start
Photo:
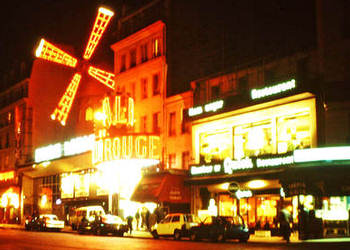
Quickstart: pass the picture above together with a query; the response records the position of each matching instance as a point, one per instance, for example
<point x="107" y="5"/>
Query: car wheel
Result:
<point x="177" y="234"/>
<point x="155" y="234"/>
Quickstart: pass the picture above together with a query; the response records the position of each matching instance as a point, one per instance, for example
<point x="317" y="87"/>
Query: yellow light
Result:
<point x="51" y="53"/>
<point x="256" y="184"/>
<point x="101" y="22"/>
<point x="102" y="76"/>
<point x="65" y="104"/>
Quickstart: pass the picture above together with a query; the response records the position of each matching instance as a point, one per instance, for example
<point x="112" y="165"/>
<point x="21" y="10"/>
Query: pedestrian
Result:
<point x="129" y="219"/>
<point x="137" y="217"/>
<point x="284" y="219"/>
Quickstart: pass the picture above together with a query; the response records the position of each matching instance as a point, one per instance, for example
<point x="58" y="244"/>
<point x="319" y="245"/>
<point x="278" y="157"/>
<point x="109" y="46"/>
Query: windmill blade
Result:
<point x="101" y="22"/>
<point x="65" y="104"/>
<point x="51" y="53"/>
<point x="102" y="76"/>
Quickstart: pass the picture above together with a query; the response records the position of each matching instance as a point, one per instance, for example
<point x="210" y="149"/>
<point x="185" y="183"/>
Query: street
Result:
<point x="20" y="239"/>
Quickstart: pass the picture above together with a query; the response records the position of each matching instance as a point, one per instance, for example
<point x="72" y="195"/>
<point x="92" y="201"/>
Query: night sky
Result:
<point x="61" y="22"/>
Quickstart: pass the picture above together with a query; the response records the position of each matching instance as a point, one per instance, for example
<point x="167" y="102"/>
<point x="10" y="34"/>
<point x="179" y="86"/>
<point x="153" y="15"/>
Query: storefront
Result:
<point x="9" y="197"/>
<point x="250" y="148"/>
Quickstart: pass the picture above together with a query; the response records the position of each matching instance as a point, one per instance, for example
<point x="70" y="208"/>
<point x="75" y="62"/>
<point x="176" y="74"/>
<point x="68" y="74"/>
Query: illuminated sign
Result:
<point x="229" y="166"/>
<point x="72" y="147"/>
<point x="210" y="107"/>
<point x="6" y="176"/>
<point x="272" y="90"/>
<point x="322" y="154"/>
<point x="126" y="147"/>
<point x="121" y="115"/>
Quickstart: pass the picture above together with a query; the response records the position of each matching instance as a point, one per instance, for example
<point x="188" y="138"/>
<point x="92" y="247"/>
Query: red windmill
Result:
<point x="50" y="52"/>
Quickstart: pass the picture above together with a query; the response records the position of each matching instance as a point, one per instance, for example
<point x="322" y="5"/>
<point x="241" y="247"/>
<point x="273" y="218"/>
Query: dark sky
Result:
<point x="69" y="22"/>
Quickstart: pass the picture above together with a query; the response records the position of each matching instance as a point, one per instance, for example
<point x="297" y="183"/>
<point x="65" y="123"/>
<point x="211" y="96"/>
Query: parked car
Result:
<point x="175" y="225"/>
<point x="85" y="212"/>
<point x="220" y="228"/>
<point x="102" y="225"/>
<point x="44" y="222"/>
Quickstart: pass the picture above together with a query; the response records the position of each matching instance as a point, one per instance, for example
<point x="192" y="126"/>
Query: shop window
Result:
<point x="156" y="84"/>
<point x="185" y="159"/>
<point x="172" y="124"/>
<point x="132" y="58"/>
<point x="215" y="147"/>
<point x="253" y="139"/>
<point x="293" y="132"/>
<point x="122" y="63"/>
<point x="144" y="57"/>
<point x="156" y="121"/>
<point x="144" y="88"/>
<point x="172" y="160"/>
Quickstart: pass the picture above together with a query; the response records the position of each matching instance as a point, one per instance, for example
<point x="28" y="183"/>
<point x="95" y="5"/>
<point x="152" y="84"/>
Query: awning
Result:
<point x="162" y="187"/>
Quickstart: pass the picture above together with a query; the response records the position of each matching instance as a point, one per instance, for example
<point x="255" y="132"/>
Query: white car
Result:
<point x="175" y="225"/>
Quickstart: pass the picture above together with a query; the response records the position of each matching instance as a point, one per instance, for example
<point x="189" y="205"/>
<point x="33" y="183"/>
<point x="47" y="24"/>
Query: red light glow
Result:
<point x="51" y="53"/>
<point x="101" y="22"/>
<point x="65" y="104"/>
<point x="102" y="76"/>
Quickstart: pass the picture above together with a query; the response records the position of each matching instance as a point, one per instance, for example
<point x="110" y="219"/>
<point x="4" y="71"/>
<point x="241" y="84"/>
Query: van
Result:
<point x="87" y="212"/>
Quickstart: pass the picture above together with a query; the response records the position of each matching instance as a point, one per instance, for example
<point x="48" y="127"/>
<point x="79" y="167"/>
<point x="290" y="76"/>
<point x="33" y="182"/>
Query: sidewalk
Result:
<point x="253" y="239"/>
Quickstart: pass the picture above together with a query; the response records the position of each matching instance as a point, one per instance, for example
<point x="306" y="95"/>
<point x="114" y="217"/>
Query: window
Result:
<point x="172" y="160"/>
<point x="143" y="125"/>
<point x="185" y="159"/>
<point x="132" y="58"/>
<point x="156" y="126"/>
<point x="172" y="127"/>
<point x="89" y="114"/>
<point x="156" y="47"/>
<point x="156" y="87"/>
<point x="144" y="88"/>
<point x="176" y="218"/>
<point x="144" y="57"/>
<point x="122" y="63"/>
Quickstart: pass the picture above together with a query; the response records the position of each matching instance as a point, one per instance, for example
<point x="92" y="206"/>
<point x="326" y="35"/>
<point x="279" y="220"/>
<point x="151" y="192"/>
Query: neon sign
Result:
<point x="72" y="147"/>
<point x="210" y="107"/>
<point x="272" y="90"/>
<point x="229" y="166"/>
<point x="6" y="176"/>
<point x="126" y="147"/>
<point x="121" y="115"/>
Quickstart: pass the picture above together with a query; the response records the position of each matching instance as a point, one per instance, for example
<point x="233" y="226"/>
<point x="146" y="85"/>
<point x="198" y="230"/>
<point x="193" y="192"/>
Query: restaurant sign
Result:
<point x="229" y="166"/>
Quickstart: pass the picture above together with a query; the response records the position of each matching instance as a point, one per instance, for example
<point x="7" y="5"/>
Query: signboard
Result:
<point x="229" y="166"/>
<point x="209" y="107"/>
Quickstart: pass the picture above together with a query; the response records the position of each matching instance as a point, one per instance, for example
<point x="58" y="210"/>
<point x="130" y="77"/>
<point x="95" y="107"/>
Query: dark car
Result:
<point x="44" y="222"/>
<point x="102" y="225"/>
<point x="220" y="228"/>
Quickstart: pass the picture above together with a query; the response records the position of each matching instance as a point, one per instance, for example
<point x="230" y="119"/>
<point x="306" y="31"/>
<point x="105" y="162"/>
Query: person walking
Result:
<point x="129" y="219"/>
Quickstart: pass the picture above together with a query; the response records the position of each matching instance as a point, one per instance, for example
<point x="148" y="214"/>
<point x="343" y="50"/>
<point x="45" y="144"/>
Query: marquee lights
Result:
<point x="272" y="90"/>
<point x="65" y="104"/>
<point x="103" y="76"/>
<point x="7" y="176"/>
<point x="51" y="53"/>
<point x="101" y="22"/>
<point x="210" y="107"/>
<point x="126" y="147"/>
<point x="72" y="147"/>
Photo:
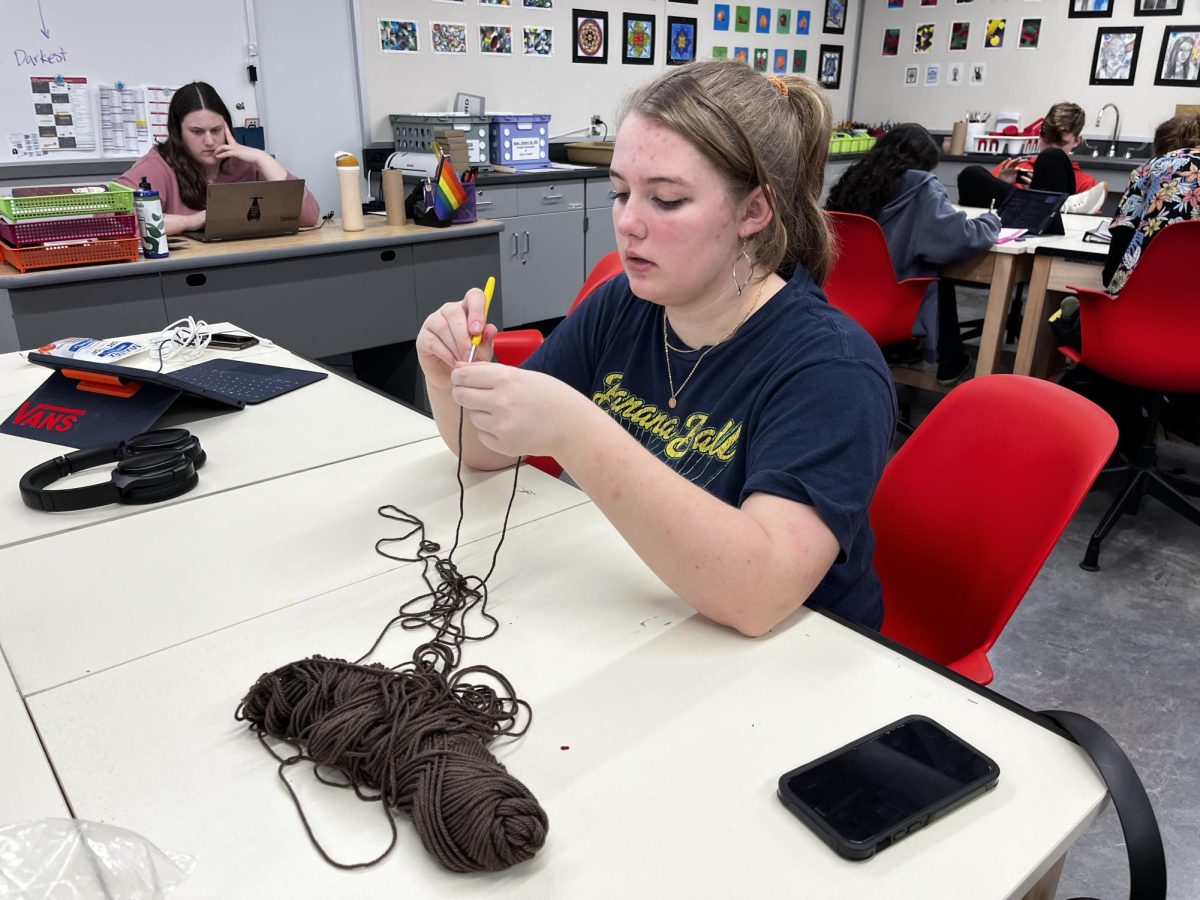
end
▶ The problem
How many of the lines above contain the string "windmill"? Case counts. Reply with the number alone.

▶ Result for this exercise
2